Record list -
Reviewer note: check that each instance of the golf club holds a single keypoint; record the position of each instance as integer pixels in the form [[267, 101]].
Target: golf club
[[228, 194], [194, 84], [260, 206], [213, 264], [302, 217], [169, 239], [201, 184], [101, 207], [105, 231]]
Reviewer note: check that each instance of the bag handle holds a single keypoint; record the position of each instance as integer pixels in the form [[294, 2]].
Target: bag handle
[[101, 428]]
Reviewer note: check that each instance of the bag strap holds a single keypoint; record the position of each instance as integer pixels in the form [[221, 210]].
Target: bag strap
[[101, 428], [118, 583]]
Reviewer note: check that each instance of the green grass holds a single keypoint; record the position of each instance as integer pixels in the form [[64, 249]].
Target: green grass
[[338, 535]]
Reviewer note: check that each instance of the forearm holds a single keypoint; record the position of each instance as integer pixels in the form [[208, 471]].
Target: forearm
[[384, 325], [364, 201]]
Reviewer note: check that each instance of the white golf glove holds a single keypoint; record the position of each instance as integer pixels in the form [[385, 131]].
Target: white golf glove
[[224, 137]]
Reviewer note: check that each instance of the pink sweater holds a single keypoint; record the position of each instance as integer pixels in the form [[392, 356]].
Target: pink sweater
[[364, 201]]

To be done - Please copy out every line starting at the line that contains "Reviewer note: check that each instance of the white" and ending at the end of the material, scaling each keypoint coordinate in the answers by 0.7 and rounding it to a whole number, with halves rounded up. Leave all other numbers and text unchanged.

Worked solution -
Reviewer note: check that each instance of the white golf glove holds a single keypoint; record the position of each instance as integer pixels in the form [[385, 131]].
Target: white golf glove
[[157, 96]]
Reviewer note: check that each instance of the pink sweater holds a single keypoint; record the position of each instance as integer pixels in the form [[392, 356]].
Target: pink sweater
[[255, 141]]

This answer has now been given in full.